─── Records provided

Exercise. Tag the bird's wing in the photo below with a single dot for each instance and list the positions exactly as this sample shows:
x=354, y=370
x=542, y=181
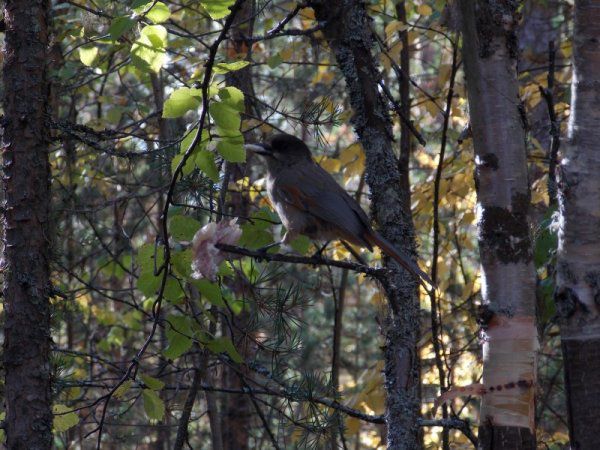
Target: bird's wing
x=311, y=189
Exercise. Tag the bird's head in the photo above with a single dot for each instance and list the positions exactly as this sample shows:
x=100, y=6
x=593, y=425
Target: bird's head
x=281, y=150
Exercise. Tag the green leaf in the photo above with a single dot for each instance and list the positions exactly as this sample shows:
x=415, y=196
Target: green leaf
x=254, y=235
x=179, y=334
x=154, y=407
x=147, y=53
x=153, y=383
x=217, y=9
x=148, y=284
x=159, y=13
x=183, y=228
x=224, y=345
x=225, y=116
x=205, y=161
x=233, y=97
x=146, y=256
x=88, y=55
x=63, y=419
x=221, y=68
x=301, y=244
x=182, y=261
x=232, y=151
x=189, y=138
x=178, y=345
x=274, y=61
x=119, y=26
x=189, y=167
x=211, y=291
x=137, y=4
x=123, y=389
x=173, y=292
x=181, y=101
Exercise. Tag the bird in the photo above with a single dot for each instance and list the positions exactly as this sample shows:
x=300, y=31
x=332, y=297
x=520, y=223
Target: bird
x=310, y=202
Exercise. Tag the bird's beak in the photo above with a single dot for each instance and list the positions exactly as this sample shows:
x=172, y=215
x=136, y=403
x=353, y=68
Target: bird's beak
x=261, y=149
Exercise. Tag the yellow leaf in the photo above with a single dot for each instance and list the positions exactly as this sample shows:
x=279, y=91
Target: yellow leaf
x=394, y=27
x=88, y=55
x=424, y=10
x=287, y=53
x=307, y=13
x=331, y=165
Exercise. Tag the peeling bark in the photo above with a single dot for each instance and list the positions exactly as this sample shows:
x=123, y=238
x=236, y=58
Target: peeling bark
x=347, y=30
x=26, y=236
x=578, y=269
x=508, y=275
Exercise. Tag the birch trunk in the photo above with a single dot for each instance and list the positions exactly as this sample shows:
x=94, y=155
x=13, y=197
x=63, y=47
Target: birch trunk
x=578, y=269
x=508, y=275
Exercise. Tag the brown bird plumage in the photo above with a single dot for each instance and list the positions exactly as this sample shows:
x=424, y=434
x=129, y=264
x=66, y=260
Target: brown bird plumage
x=310, y=202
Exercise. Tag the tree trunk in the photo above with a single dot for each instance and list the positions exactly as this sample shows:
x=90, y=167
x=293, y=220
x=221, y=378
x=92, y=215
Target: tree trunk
x=237, y=418
x=26, y=227
x=508, y=274
x=347, y=30
x=578, y=268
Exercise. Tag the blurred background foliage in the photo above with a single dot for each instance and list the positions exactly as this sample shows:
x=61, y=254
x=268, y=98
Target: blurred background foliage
x=128, y=83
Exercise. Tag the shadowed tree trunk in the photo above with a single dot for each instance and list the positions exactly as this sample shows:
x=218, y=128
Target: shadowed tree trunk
x=347, y=30
x=26, y=236
x=578, y=268
x=237, y=410
x=508, y=274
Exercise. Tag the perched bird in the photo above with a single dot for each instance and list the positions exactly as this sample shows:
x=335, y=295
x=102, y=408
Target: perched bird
x=310, y=202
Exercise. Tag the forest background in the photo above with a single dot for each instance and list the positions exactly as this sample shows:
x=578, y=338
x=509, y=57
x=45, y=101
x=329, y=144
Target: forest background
x=137, y=112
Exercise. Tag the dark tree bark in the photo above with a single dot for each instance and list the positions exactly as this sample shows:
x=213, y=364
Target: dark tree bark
x=347, y=30
x=237, y=410
x=578, y=269
x=508, y=275
x=26, y=235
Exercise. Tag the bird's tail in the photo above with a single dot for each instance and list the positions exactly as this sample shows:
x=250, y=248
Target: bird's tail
x=389, y=249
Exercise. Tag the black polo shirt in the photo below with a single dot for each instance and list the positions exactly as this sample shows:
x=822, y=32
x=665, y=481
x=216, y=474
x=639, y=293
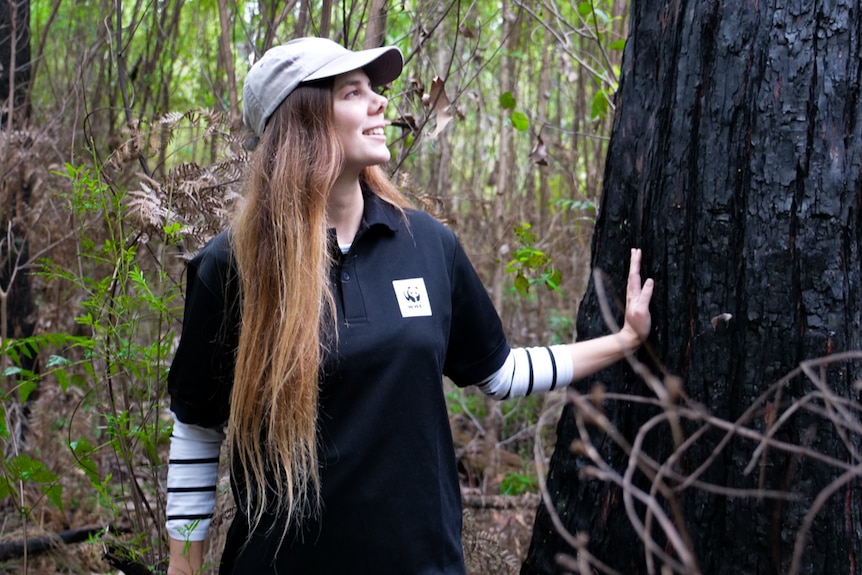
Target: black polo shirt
x=410, y=309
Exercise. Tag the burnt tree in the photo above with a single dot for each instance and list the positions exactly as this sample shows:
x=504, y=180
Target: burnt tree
x=735, y=163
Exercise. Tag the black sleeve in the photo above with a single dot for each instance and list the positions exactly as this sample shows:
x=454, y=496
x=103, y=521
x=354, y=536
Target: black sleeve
x=201, y=373
x=477, y=342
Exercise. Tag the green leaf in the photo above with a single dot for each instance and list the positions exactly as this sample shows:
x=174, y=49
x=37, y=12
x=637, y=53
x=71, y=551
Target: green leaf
x=599, y=107
x=57, y=361
x=507, y=101
x=25, y=389
x=602, y=17
x=4, y=434
x=520, y=121
x=54, y=493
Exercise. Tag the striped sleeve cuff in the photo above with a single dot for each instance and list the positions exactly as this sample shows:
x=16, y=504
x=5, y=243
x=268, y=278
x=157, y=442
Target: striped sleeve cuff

──────

--- Task objective ---
Your reply should consist of one number: how many lines above contain the word "below".

--- Your solution ---
2